What the task asks = Can you express the items as a two-column CSV with the headers "text" and "answer", one row per item, starting at the line containing "of the street" and going up to and including the line containing "<point>69,447</point>"? Put each item's text and its answer in a single quoted field apiece, with any line breaks replaced by spaces.

Entries =

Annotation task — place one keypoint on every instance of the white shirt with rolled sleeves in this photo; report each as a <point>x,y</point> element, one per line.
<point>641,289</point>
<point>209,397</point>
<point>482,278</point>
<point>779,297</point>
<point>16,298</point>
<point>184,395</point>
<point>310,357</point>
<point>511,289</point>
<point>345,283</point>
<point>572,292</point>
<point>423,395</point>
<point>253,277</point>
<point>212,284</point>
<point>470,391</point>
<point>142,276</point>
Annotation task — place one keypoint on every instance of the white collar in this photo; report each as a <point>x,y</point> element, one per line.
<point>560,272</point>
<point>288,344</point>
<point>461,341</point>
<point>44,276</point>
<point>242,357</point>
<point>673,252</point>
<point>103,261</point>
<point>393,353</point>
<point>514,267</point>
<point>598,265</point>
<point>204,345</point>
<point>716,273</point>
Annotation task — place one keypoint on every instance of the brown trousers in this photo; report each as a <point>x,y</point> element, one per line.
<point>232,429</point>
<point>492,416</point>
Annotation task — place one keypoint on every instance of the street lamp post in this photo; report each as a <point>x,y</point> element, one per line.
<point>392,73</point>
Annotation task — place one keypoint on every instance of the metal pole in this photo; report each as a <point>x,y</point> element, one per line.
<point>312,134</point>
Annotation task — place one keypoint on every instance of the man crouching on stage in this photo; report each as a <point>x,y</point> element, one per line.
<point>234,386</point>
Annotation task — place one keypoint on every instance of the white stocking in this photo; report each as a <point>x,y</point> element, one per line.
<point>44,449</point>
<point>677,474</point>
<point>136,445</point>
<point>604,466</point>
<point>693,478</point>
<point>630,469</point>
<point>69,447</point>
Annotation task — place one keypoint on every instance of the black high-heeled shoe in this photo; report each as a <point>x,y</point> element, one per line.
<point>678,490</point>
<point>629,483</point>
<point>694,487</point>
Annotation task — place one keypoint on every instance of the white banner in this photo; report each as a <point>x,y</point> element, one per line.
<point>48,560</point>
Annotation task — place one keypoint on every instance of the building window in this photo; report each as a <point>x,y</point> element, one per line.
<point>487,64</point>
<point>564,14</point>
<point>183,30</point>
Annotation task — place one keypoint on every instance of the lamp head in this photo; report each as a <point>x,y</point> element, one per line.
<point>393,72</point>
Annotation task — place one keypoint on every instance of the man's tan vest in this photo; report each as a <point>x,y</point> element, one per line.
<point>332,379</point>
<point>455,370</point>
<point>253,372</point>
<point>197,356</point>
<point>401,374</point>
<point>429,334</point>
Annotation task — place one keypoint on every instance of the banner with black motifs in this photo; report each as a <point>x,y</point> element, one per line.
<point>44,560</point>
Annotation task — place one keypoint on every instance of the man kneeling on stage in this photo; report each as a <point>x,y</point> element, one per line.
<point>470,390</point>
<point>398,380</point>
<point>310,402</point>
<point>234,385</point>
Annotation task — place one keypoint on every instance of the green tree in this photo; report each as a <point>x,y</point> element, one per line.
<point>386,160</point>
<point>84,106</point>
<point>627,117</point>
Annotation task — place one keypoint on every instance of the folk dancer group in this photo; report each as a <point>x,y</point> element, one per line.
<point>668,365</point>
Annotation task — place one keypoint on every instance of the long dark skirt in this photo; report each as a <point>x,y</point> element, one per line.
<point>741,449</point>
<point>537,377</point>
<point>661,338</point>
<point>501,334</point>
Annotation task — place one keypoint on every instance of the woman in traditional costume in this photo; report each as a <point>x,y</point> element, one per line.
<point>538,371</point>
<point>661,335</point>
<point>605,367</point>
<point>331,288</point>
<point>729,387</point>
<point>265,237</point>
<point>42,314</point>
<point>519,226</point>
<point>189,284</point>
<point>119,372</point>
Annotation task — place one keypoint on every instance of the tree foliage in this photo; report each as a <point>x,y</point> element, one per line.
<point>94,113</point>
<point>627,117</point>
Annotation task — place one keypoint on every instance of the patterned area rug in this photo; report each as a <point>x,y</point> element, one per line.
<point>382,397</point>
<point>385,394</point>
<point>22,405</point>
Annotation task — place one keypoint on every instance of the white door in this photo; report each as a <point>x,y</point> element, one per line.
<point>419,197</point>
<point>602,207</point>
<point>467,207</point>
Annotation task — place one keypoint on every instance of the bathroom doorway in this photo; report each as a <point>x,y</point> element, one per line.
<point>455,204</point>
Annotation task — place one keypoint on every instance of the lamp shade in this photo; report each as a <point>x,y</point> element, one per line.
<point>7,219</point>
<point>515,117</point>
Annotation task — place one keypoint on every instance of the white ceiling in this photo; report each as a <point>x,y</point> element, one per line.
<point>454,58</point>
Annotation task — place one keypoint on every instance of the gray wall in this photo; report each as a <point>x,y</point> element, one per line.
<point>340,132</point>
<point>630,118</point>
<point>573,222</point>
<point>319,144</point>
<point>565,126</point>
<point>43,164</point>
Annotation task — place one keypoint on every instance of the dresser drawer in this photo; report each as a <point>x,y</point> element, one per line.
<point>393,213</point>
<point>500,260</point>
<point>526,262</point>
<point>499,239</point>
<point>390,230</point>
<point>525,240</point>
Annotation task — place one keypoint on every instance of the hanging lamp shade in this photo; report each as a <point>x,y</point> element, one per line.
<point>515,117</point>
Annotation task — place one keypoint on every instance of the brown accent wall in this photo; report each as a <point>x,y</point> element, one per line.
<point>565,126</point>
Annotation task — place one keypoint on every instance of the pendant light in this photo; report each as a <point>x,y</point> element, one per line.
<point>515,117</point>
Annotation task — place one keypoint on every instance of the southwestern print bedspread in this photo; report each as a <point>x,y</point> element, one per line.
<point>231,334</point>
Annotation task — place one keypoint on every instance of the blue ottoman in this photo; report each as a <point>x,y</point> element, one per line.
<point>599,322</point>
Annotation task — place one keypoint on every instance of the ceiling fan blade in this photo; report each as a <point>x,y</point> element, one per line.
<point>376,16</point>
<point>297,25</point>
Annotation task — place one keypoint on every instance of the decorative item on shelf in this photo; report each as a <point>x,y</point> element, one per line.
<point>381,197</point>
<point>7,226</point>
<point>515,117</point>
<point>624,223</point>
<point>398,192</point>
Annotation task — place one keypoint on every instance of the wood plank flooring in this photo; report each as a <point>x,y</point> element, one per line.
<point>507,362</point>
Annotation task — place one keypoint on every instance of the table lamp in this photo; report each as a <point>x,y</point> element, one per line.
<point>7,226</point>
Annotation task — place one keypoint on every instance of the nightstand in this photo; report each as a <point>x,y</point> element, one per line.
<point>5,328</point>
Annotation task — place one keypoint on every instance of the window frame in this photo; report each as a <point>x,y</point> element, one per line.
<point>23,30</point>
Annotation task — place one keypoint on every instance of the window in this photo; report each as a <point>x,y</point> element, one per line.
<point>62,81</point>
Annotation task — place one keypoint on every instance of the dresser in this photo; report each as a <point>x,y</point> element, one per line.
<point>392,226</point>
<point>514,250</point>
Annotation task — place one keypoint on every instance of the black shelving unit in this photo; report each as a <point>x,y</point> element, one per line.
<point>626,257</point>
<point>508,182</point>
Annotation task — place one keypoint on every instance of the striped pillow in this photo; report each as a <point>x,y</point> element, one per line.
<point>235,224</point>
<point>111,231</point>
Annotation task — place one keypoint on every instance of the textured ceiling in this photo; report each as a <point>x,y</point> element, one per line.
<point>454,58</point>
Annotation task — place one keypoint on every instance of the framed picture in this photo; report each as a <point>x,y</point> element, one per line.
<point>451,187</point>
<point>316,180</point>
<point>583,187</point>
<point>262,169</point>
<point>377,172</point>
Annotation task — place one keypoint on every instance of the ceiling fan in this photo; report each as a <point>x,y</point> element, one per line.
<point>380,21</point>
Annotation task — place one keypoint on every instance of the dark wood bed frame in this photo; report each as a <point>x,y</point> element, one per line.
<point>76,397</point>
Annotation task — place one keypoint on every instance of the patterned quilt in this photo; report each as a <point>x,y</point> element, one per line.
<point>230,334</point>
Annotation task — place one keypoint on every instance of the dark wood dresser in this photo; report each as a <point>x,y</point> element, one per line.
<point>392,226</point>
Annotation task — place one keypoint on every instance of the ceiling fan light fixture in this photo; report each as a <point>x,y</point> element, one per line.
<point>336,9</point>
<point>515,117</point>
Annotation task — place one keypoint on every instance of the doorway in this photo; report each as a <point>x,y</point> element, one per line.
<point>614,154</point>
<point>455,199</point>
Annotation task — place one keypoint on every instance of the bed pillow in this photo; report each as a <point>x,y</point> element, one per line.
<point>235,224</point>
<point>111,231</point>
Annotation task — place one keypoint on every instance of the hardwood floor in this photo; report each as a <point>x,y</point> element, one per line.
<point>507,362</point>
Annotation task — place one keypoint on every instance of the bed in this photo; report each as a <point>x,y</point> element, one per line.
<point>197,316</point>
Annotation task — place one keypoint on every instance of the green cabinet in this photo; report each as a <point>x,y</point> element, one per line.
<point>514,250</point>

Reply =
text,answer
"Annotation task — place one keypoint on every instance of the street lamp post in this photo; report each as a <point>x,y</point> element, one per line.","<point>392,73</point>"
"Annotation task — place one keypoint on every instance of the metal pole in this photo; report each as a <point>x,y</point> element, one per line.","<point>312,134</point>"
"Annotation task — place one keypoint on every instance of the man crouching on stage in this photo; report each as a <point>x,y</point> element, one per line.","<point>234,386</point>"
"Annotation task — place one keypoint on every instance of the white stocking in this photo; report each as a <point>x,y</point> element, one per line.","<point>44,449</point> <point>677,474</point> <point>136,445</point> <point>604,466</point> <point>693,478</point> <point>630,469</point> <point>69,447</point>"